## Your instructions
Copy the forum thread below on how long mineral rocks last, word for word and in its entirety, changing nothing.

## Provided text

--- begin ---

# How long do Mineral Rocks last



## grizadams_7mm (Aug 29, 2011)

Could any one tell me what they think the average life span of a mineral rock is? Lets say about 1/2" square


----------



## jiang604 (Apr 21, 2010)

a longggg time, but all dependent on your water if more acidic then it will be used up faster if basic then not so much.


----------



## grizadams_7mm (Aug 29, 2011)

jiang604 said:


> a longggg time, but all dependent on your water if more acidic then it will be used up faster if basic then not so much.


Cool thanks, so in a neutral tank one rock will last 6+ months?? I think I may have ordered a few to many...


----------



## jiang604 (Apr 21, 2010)

grizadams_7mm said:


> Cool thanks, so in a neutral tank one rock will last 6+ months?? I think I may have ordered a few to many...


it can even last 2 years. It all depends on which type of mineral rock. There are generic ones which has a higher "chalk" content that it dissolves in water in a matter of minutes.


----------



## grizadams_7mm (Aug 29, 2011)

--- end ---

## Material provided
--- begin ---

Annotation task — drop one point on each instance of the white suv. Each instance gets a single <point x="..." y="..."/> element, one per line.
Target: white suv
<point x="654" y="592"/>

--- end ---

## Completed exercise
# How long do Mineral Rocks last



## grizadams_7mm (Aug 29, 2011)

Could any one tell me what they think the average life span of a mineral rock is? Lets say about 1/2" square


----------



## jiang604 (Apr 21, 2010)

a longggg time, but all dependent on your water if more acidic then it will be used up faster if basic then not so much.


----------



## grizadams_7mm (Aug 29, 2011)

jiang604 said:


> a longggg time, but all dependent on your water if more acidic then it will be used up faster if basic then not so much.


Cool thanks, so in a neutral tank one rock will last 6+ months?? I think I may have ordered a few to many...


----------



## jiang604 (Apr 21, 2010)

grizadams_7mm said:


> Cool thanks, so in a neutral tank one rock will last 6+ months?? I think I may have ordered a few to many...


it can even last 2 years. It all depends on which type of mineral rock. There are generic ones which has a higher "chalk" content that it dissolves in water in a matter of minutes.


----------



## grizadams_7mm (Aug 29, 2011)